» Exercise objective: Can you quote the lines below exactly, starting at the line with "Query: exposed brick wall" and going through the last one?
--- Material for this task ---
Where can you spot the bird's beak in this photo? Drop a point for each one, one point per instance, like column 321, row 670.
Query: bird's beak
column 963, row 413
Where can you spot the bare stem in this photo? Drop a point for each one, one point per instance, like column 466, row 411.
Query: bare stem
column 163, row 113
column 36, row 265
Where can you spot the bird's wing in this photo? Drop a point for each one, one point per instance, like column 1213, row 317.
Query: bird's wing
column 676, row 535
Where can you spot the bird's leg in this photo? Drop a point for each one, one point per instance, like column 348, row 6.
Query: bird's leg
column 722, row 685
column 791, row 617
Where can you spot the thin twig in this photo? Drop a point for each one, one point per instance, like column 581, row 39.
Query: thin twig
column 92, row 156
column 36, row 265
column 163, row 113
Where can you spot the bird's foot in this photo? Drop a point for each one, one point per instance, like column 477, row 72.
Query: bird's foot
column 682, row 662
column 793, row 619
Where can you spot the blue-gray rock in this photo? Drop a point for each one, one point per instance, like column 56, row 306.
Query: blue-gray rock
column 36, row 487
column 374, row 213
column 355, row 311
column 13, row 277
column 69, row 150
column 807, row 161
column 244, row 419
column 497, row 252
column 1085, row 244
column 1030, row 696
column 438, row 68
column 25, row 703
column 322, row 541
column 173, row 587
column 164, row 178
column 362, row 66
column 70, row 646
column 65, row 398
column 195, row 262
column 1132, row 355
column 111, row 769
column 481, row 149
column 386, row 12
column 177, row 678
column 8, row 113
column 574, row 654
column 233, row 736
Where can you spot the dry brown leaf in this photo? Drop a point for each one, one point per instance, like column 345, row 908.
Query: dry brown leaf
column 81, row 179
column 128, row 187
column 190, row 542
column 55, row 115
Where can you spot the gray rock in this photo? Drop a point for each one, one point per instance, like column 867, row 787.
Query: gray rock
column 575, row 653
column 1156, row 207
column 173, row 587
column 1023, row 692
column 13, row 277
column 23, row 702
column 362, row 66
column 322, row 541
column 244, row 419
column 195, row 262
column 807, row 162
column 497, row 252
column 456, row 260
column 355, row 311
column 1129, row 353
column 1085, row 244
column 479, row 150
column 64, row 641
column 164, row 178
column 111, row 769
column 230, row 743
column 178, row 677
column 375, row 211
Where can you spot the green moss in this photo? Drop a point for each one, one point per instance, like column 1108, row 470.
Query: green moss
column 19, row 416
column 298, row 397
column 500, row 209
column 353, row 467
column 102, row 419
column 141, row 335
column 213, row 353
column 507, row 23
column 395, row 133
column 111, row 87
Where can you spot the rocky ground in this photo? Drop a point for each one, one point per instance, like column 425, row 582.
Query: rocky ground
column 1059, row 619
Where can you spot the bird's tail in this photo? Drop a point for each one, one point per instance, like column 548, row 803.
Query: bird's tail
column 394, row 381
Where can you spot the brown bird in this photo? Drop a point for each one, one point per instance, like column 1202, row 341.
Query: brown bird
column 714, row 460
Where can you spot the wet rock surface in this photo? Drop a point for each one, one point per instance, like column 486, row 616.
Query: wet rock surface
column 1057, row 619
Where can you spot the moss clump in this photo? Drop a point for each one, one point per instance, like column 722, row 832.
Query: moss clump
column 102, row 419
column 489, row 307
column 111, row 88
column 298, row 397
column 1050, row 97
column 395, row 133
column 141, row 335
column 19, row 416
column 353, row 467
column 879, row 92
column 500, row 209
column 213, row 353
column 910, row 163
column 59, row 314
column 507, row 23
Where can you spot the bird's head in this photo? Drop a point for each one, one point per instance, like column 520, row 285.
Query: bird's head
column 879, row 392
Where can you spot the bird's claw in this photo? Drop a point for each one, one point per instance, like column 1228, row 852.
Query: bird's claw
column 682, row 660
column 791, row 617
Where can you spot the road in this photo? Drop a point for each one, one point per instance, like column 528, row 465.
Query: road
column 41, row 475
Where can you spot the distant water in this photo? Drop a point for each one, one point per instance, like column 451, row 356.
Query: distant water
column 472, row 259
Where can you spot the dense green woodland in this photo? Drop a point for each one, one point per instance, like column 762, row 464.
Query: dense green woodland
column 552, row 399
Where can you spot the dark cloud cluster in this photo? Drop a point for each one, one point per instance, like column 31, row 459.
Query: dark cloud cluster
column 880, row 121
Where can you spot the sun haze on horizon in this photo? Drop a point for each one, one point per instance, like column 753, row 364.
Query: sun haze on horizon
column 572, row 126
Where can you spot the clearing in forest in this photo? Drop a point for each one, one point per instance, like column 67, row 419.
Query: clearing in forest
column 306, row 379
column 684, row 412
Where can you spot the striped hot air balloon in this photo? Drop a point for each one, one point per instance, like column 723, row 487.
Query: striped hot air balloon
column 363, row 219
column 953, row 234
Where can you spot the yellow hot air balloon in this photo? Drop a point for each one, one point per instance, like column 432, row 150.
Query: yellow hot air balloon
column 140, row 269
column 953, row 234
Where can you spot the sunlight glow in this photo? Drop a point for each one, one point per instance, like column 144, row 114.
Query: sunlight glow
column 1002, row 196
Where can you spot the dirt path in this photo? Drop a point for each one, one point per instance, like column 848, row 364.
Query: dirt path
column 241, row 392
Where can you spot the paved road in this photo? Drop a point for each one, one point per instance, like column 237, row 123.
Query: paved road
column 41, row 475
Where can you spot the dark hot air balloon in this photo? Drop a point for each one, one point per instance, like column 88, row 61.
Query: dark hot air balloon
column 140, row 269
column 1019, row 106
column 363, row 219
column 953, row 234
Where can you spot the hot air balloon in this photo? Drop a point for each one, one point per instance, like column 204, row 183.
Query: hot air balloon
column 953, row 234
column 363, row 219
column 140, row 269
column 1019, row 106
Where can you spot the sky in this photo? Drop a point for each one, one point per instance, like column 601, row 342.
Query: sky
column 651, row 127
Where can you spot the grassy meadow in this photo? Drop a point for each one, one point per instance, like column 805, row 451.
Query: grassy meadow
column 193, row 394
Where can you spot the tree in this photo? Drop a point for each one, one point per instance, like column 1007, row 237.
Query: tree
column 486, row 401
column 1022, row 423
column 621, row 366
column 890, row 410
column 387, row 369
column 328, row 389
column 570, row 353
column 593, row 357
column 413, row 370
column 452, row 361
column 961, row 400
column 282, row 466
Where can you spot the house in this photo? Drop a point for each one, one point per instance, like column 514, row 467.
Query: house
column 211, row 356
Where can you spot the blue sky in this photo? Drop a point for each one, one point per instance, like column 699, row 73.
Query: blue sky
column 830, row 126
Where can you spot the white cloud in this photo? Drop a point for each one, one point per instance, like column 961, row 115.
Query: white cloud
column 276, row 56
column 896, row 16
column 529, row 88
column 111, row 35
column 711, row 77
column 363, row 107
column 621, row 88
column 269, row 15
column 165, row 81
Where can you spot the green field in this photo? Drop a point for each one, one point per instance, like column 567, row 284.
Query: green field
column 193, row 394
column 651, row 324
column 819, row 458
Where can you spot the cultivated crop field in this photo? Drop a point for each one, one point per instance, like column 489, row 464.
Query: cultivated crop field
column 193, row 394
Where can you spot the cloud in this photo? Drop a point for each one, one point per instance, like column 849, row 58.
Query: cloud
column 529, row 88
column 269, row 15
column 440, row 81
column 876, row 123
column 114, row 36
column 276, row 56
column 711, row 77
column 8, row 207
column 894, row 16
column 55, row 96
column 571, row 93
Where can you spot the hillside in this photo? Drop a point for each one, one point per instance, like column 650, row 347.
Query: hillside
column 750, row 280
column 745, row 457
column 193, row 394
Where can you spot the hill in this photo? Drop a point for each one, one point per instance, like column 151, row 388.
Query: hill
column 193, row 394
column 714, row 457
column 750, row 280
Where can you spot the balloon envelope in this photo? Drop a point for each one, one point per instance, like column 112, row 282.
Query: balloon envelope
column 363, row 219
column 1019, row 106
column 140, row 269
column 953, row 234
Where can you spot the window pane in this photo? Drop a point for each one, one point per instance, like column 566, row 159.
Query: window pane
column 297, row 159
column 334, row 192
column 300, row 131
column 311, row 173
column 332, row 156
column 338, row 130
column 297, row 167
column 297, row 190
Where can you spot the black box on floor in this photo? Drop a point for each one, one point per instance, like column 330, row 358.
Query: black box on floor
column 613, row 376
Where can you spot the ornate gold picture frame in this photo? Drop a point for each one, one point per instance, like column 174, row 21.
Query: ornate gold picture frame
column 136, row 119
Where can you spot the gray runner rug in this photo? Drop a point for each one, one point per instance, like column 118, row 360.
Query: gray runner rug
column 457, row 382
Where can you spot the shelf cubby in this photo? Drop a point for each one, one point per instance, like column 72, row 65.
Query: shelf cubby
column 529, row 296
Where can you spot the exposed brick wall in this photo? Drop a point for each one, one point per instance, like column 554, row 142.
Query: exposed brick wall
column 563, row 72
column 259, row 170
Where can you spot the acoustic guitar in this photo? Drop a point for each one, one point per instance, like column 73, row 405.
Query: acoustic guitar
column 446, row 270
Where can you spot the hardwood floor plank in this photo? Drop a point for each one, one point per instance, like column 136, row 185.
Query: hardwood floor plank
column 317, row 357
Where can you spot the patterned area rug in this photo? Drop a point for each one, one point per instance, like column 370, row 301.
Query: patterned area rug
---
» Final answer:
Query: exposed brick wall
column 563, row 72
column 259, row 170
Where can you spot the acoustic guitar in this photo? Drop a point for each one, one point per instance, like column 73, row 405.
Query: acoustic guitar
column 446, row 270
Where can you spot the hardwood floor plank in this photo? Drop a point for each one, one point per instance, like column 136, row 185.
Query: hardwood floor plank
column 317, row 357
Where can you spot the patterned area rug in this photo? Drop a point for each one, one point per instance, like column 370, row 301.
Query: patterned area rug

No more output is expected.